§ **THE PROBLEM**
Please copy the xarray tutorial text below word for word, everything from "A shorter version" down to "ds.air.copy(data=numpy_result)".

§ **SOURCE TEXT**
Let's load a dataset

In [None]:
ds = xr.tutorial.load_dataset("air_temperature")
ds

## A simple example

Simple functions that act independently on each value should work without any
additional arguments. 

Consider the following `squared_error` function

In [None]:
def squared_error(x, y):
    return (x - y) ** 2

We can apply this manually by extracting the underlying numpy array

In [None]:
numpy_result = squared_error(ds.air.data, 1)
numpy_result

To convert this result to a DataArray, we could do it manually

In [None]:
xr.DataArray(data=numpy_result, dims=ds.air.dims, coords=ds.air.coords)

A shorter version uses [DataArray.copy](https://docs.xarray.dev/en/stable/generated/xarray.DataArray.copy.html)

In [None]:
ds.air.copy(data=numpy_result)

§ **DATA LISTING**

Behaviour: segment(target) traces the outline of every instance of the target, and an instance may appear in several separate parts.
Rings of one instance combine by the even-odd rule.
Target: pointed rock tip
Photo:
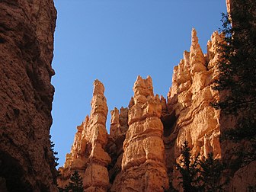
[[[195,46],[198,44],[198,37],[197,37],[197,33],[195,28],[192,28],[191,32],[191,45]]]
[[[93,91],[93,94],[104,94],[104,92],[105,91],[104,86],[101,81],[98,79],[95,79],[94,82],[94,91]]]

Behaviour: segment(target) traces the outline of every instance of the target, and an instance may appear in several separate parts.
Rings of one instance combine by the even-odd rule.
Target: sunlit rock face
---
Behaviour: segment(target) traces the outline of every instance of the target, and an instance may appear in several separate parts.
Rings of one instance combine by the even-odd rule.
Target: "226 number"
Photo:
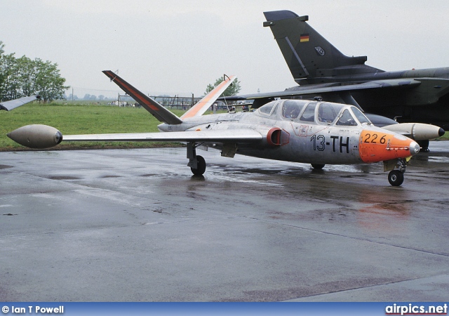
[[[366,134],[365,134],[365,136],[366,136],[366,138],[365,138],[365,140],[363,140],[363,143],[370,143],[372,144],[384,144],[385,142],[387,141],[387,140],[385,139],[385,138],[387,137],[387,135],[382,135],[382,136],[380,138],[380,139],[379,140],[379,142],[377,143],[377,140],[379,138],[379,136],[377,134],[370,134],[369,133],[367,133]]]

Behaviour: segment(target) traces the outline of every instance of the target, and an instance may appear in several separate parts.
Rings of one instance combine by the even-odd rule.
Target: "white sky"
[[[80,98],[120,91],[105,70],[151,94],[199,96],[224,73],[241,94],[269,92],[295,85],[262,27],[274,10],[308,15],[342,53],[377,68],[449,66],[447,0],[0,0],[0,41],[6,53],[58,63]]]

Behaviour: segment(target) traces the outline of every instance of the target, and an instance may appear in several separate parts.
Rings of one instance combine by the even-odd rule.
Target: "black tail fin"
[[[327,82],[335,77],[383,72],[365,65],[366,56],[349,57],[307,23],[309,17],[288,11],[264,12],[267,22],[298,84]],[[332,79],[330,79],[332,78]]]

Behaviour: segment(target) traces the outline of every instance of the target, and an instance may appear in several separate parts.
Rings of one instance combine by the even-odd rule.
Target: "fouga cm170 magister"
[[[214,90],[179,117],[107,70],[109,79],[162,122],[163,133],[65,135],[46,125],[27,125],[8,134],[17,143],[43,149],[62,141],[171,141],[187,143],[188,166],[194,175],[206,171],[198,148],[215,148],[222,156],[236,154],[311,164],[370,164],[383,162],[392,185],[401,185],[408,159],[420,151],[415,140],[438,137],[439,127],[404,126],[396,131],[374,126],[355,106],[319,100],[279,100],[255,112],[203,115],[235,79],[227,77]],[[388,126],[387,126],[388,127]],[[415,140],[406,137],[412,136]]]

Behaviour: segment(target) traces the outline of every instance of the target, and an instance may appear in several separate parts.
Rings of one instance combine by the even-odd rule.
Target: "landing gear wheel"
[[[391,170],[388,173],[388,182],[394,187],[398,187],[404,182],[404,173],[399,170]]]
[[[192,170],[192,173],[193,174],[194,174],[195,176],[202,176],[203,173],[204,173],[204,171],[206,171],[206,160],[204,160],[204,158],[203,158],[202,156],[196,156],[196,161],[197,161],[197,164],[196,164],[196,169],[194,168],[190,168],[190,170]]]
...
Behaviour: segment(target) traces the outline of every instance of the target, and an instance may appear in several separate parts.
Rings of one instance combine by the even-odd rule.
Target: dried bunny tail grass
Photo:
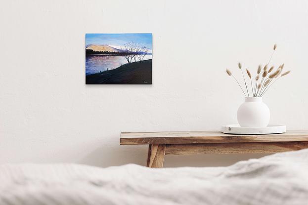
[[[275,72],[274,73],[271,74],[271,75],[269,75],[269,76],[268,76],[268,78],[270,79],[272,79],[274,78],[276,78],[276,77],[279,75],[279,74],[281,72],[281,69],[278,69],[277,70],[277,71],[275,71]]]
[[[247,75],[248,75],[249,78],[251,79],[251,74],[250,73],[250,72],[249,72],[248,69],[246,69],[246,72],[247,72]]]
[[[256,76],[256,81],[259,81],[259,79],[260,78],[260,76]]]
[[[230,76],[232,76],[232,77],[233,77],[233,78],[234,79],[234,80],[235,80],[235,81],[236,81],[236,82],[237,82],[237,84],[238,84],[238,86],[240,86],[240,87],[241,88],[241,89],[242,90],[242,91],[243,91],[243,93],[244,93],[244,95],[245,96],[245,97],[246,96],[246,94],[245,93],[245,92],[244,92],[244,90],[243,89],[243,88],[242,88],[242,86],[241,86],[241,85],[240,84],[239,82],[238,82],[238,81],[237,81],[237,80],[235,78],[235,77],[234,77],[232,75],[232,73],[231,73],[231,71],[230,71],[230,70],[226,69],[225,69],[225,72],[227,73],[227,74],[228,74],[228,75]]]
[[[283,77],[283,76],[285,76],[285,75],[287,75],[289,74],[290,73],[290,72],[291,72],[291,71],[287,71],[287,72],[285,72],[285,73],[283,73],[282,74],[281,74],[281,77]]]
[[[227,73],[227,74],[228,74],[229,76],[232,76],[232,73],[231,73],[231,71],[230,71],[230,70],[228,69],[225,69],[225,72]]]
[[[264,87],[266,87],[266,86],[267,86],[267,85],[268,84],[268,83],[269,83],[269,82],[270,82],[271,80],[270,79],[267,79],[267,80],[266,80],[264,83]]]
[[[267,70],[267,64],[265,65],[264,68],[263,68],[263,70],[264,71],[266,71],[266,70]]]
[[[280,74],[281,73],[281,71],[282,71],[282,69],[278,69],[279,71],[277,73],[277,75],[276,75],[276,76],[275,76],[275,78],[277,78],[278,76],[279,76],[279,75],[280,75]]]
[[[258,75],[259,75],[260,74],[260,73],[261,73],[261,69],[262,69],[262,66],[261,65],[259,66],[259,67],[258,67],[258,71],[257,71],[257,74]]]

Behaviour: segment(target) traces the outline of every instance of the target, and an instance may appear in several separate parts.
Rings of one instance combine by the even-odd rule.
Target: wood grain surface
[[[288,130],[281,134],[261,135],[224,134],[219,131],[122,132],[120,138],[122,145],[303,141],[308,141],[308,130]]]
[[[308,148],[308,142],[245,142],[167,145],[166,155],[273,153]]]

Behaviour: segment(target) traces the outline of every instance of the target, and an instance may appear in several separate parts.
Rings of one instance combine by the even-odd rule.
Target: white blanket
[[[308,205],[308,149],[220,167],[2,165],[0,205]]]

§ **SOLUTION TO THIS EXERCISE**
A shorter version uses [DataArray.copy](https://docs.xarray.dev/en/stable/generated/xarray.DataArray.copy.html)

In [None]:
ds.air.copy(data=numpy_result)